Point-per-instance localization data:
------------------------------

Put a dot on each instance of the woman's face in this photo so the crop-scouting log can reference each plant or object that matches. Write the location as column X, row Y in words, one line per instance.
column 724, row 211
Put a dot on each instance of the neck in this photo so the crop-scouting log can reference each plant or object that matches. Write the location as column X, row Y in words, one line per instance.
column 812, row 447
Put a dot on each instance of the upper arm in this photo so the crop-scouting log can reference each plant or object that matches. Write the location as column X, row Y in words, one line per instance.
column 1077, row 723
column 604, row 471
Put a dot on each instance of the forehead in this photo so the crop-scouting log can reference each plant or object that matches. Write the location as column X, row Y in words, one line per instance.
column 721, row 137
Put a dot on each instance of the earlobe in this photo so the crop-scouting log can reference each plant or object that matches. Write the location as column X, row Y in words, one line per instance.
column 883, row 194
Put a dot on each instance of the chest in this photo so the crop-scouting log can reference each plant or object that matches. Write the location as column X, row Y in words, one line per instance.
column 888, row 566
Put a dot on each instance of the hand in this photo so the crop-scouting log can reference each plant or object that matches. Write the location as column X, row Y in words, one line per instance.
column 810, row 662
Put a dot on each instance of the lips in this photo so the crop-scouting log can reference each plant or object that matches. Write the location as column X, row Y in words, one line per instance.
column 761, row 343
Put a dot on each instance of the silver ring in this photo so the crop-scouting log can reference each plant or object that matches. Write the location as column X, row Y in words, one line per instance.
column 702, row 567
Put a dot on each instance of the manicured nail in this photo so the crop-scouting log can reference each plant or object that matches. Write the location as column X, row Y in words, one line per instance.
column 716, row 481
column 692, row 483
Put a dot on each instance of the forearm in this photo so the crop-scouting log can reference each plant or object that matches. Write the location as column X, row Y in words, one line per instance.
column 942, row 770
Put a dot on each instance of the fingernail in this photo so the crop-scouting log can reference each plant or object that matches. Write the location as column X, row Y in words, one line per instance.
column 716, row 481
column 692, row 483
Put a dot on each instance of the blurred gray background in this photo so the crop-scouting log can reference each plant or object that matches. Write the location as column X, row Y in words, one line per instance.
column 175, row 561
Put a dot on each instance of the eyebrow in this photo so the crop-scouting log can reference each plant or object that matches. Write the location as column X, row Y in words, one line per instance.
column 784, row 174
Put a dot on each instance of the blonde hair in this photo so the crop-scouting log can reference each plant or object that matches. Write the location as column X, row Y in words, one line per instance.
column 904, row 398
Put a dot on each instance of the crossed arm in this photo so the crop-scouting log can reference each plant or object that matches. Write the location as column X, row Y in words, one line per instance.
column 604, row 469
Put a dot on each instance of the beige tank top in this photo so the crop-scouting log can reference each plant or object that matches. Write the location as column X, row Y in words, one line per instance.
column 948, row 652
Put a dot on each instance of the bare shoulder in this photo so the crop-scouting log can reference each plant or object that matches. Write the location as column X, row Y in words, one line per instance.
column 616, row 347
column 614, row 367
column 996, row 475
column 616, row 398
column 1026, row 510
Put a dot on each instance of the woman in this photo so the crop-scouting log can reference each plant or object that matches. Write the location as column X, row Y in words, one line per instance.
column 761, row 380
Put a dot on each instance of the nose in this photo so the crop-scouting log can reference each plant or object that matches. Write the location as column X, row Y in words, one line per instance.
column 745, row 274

------------------------------

## Aim of the task:
Exactly as given, repeat each line above.

## Task answer:
Put a dot on each instance of the woman's face in this photo so the crop-scouting log can reference each plant or object that matches. Write the location as column X, row Y in words, one line per instance.
column 724, row 211
Put a dot on each instance of the neck in this photo so the crop-scouting log can reference each plant or object that matches. Write the location as column X, row Y in words, one line per instance.
column 812, row 447
Put a dot on each instance of the upper arm in this photo so the crop-scouting log can reference each plant or object that matches. Write the location as column X, row Y in words, one line per instance.
column 1077, row 723
column 604, row 471
Put a dot on each instance of the forehead in this photo so the crop-scouting log can reference each plant or object that matches. Write the location as column X, row Y in words, one line per instance.
column 721, row 137
Put a dot on each instance of the earlobe in this photo so the crop-scouting log can reference each plant or object that matches. Write the location as column X, row Y in words, one line per instance.
column 883, row 194
Put a dot on each instance of the chest in this photo so the crop-scouting log can reference each plant or object that matches. Write the location as column X, row Y in words, one line per instance.
column 888, row 566
Put a dot on each instance of the hand in this photo so the crop-scouting log can reference each plant or object that matches. Write the location as column X, row Y in words, one line per instance.
column 810, row 662
Put a dot on each instance of the lips in this photo so the crop-scouting log can reference each plant or object that matches. Write the location as column X, row Y in words, one line per instance.
column 761, row 343
Put a dot on each instance of the silver ring in this photo so the crop-scouting log can reference each plant or object that matches. Write the location as column X, row Y in words, one line per instance.
column 702, row 567
Put a dot on each instance of the manicured nail in this photo so the crop-scouting log can reference each plant or object that matches. Write the location as column X, row Y in words, one line per instance.
column 716, row 481
column 692, row 483
Put a dot on each instance of the forearm in this photo so the crop-scouting log can reference each plant or object that matches. Write the location as column X, row Y in words, one line per instance.
column 942, row 770
Put a dot on each instance of the fingernail in this photo so the crop-scouting log can reference each plant or object that matches. Write the location as column X, row Y in words, one line per instance.
column 716, row 481
column 692, row 483
Put a dot on each instance of the blurred gray background in this photo so the crop-scouting log can reference each plant or object that matches. Write the location as column X, row Y in words, one line per instance.
column 175, row 561
Put a dot on each instance of the eyebrow in this photo so the crop-scouting log can reference each plant or object that matches. Write the location as column X, row Y in words, one line per instance.
column 784, row 174
Put a dot on each instance of the blonde hair in this photo so the crop-scouting log can reference each plant or object that matches. Write the location as column X, row Y in words, one line per instance.
column 904, row 398
Put a dot on each instance of the crossed arm in this photo so the crop-scouting log can reference each plant or object that matches. Write the location as column X, row Y in words, one line per instance.
column 604, row 469
Put a dot on each instance of the beige tank top in this photo so the crop-scouting log can reference each plant or object that matches. Write the location as column X, row Y in words, one line per instance.
column 948, row 652
Put a dot on each instance of the bare shoulder in this photo so the crop-scouting log can reference each plant or object that matches. Write the location as column X, row Y in words, one line per instance.
column 616, row 347
column 614, row 367
column 996, row 475
column 616, row 398
column 1026, row 510
Put a dot on each instance of the woman in this photo so the crop-scouting log can reference each plant or object that matches. Write the location as column X, row Y in words, one line per instance.
column 761, row 380
Put a dot on each instance of the nose in this photo so the crop-scouting log can reference each plant or object that matches. Write the location as column X, row Y in words, one line per instance.
column 745, row 274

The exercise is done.